▶ [Point labeling dataset excerpts]:
## BEGIN

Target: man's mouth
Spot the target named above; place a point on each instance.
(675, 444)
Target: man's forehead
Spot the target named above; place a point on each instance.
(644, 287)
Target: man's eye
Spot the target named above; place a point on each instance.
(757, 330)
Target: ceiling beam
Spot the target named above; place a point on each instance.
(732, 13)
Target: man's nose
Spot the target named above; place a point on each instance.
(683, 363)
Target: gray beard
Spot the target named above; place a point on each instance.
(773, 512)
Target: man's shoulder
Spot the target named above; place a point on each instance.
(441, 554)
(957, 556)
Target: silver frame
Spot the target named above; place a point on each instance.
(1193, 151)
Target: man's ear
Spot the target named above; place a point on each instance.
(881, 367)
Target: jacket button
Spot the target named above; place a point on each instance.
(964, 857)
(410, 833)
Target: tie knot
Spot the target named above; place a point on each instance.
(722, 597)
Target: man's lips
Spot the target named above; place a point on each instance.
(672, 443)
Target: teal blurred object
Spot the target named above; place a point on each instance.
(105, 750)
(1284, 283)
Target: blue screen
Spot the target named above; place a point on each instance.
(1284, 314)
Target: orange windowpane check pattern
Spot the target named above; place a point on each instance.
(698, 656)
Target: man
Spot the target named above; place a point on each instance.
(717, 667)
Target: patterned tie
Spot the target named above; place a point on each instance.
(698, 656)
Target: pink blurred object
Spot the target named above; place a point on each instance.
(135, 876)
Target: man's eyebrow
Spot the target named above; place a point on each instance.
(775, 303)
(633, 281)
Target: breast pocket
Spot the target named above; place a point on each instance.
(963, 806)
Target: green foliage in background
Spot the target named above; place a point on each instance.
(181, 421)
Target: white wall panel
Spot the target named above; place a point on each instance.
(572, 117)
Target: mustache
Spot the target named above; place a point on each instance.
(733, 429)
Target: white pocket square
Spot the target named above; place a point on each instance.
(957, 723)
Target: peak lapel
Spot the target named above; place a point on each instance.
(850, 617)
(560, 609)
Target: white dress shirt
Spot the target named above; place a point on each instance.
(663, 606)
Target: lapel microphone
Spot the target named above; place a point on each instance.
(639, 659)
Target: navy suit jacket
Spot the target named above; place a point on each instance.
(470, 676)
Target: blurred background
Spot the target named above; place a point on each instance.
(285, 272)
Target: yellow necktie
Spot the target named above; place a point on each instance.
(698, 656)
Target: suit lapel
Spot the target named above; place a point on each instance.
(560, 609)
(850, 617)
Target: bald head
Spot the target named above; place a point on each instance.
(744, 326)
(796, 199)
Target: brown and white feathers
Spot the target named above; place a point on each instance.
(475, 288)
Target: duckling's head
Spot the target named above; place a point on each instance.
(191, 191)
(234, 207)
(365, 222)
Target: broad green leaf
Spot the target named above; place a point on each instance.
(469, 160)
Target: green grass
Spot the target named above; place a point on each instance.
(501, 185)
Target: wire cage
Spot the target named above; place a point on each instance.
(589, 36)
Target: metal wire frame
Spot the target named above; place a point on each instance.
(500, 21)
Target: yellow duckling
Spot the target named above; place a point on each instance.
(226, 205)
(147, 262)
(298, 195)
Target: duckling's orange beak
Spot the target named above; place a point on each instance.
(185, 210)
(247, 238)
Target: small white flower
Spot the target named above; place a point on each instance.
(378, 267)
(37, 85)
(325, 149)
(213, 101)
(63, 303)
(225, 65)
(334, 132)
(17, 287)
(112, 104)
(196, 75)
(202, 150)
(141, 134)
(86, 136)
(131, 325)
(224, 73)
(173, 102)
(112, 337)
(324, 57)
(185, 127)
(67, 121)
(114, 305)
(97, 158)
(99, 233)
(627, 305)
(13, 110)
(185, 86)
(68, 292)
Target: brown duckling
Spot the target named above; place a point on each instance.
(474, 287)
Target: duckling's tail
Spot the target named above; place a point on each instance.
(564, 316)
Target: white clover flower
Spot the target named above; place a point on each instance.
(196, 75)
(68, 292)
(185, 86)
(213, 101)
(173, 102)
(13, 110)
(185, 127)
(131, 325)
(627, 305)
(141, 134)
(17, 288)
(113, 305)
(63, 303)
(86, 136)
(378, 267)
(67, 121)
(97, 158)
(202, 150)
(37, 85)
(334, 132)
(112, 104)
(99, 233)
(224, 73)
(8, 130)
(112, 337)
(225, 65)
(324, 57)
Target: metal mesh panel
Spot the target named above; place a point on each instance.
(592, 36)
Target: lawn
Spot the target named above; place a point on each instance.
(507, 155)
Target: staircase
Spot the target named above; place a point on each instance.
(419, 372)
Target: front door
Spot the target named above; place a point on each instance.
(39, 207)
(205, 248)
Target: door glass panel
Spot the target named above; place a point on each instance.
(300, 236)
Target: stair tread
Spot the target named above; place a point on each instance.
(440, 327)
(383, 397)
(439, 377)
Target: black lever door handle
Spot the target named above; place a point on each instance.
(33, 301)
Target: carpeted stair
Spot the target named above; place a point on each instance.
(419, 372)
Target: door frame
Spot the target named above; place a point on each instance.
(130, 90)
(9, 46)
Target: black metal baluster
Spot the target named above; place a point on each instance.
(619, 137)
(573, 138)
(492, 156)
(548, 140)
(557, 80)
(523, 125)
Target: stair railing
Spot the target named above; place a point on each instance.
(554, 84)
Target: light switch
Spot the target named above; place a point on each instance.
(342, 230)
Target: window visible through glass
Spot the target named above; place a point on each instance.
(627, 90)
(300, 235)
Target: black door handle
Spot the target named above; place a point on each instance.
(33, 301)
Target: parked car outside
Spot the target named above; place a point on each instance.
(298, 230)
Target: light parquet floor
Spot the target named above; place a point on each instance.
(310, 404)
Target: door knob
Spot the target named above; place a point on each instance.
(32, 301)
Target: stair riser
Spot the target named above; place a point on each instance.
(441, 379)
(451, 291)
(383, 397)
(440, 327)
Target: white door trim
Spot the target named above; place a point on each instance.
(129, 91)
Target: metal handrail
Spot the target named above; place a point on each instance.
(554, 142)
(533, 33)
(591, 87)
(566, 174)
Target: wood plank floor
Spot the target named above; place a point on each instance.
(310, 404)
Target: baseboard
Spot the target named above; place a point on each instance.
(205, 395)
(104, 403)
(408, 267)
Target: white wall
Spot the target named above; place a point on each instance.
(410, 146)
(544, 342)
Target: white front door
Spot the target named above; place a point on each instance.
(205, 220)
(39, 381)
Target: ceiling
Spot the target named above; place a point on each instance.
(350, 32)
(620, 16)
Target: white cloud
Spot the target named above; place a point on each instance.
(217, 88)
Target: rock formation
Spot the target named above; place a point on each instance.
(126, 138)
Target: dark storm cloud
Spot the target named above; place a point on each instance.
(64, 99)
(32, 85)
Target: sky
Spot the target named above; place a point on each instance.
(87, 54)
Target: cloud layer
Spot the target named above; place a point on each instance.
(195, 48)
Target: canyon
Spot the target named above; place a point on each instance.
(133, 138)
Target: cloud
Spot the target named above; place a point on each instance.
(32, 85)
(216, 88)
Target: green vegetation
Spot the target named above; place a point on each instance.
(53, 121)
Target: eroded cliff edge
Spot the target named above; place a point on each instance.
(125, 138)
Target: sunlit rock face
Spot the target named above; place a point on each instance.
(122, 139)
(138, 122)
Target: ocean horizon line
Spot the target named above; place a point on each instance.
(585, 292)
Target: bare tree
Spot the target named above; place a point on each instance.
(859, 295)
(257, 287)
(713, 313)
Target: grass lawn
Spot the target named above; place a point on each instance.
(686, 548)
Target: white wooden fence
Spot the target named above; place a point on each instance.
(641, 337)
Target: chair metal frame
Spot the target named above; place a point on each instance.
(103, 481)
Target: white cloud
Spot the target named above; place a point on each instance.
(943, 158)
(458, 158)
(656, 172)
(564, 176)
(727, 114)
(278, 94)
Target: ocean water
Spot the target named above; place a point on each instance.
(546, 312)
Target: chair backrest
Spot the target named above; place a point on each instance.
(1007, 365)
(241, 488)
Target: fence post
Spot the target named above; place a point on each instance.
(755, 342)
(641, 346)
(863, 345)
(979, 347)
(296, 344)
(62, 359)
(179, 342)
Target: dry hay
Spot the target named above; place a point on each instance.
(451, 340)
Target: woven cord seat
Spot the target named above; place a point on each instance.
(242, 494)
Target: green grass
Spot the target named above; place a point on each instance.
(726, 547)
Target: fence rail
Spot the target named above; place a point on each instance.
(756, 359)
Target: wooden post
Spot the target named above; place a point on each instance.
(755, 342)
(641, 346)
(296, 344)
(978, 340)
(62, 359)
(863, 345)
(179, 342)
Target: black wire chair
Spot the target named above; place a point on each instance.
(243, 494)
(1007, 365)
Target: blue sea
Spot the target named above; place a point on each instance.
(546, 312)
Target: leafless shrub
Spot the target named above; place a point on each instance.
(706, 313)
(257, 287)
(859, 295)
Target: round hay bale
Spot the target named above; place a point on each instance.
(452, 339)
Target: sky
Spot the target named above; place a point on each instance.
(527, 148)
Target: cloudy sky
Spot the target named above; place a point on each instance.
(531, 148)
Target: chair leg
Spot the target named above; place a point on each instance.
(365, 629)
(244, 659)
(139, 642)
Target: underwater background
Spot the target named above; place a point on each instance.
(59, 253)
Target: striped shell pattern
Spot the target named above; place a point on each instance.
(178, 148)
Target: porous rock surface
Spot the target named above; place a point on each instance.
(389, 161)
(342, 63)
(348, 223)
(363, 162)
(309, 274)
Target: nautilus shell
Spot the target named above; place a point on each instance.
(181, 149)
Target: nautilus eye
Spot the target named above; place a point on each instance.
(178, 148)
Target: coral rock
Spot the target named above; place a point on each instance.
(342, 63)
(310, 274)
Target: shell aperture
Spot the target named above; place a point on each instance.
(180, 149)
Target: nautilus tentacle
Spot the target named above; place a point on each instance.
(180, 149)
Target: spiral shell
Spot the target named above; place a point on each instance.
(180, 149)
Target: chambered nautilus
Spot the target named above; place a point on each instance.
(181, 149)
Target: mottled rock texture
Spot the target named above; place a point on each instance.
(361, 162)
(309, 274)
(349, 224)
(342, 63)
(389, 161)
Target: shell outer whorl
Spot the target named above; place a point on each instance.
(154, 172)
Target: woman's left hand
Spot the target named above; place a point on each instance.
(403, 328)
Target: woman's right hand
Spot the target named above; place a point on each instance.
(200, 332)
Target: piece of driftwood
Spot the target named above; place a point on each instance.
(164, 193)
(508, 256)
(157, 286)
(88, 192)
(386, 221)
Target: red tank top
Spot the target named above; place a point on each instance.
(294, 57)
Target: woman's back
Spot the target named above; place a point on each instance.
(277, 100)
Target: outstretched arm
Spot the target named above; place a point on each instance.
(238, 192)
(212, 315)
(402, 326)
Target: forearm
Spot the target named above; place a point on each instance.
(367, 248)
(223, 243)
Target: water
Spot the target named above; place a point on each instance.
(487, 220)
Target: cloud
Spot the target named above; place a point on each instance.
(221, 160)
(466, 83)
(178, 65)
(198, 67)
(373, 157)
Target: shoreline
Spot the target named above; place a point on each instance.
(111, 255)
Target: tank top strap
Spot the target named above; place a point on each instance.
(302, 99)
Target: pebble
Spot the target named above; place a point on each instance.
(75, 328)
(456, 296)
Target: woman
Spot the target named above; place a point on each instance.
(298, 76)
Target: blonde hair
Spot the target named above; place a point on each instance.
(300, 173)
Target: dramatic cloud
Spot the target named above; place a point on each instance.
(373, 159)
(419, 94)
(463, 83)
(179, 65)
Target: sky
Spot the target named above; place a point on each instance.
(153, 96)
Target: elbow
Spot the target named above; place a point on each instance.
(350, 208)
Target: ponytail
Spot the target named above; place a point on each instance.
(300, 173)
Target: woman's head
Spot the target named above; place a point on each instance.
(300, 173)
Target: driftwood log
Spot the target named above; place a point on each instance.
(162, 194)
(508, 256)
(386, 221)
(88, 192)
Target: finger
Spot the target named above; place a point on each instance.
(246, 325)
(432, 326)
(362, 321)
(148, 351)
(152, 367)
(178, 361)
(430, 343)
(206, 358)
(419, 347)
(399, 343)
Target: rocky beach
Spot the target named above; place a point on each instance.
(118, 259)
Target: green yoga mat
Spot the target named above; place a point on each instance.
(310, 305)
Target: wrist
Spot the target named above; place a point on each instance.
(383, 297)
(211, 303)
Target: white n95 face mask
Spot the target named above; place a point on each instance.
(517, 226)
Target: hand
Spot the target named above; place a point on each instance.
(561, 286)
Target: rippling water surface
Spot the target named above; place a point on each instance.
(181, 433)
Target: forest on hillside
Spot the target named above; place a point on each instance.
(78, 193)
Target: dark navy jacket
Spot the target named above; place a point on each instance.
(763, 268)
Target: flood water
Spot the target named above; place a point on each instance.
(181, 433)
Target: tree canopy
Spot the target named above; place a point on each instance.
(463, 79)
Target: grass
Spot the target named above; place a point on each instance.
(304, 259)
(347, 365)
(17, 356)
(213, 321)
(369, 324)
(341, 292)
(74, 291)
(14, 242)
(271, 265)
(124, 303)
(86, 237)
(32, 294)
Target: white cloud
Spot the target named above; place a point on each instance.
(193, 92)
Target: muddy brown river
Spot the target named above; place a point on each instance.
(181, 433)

## END

▶ [DO THIS]:
What needs duplicating is the run of lines from the one containing "Target: rocky beach" through the last line of the entries above, exact and complete.

▶ [SOLUTION TO THE EXERCISE]:
Target: rocky beach
Spot the target named above; place a point on each instance.
(118, 259)
Target: green yoga mat
Spot the target named above; place a point on each instance.
(310, 305)
Target: wrist
Spot the target named above; place a point on each instance.
(383, 297)
(211, 303)
Target: white n95 face mask
Spot the target named above; place a point on each instance.
(517, 226)
Target: hand
Spot the target named above; place a point on each instance.
(561, 286)
Target: rippling water surface
Spot the target named above; place a point on each instance.
(181, 433)
Target: forest on hillside
Spot the target named above; place a point on each instance.
(78, 193)
Target: dark navy jacket
Spot the target named above; place a point on each instance.
(763, 268)
Target: flood water
Spot the target named above; place a point on each instance.
(181, 433)
Target: tree canopy
Spot the target named above; place a point on each instance.
(463, 79)
Target: grass
Spot the target named above; place a point on each instance.
(304, 259)
(347, 365)
(17, 356)
(213, 321)
(369, 324)
(341, 292)
(74, 291)
(14, 242)
(271, 265)
(124, 303)
(86, 237)
(32, 294)
Target: white cloud
Spot the target named above; place a point on each instance.
(193, 92)
Target: muddy brown river
Spot the target named above; place a point on each instance.
(181, 433)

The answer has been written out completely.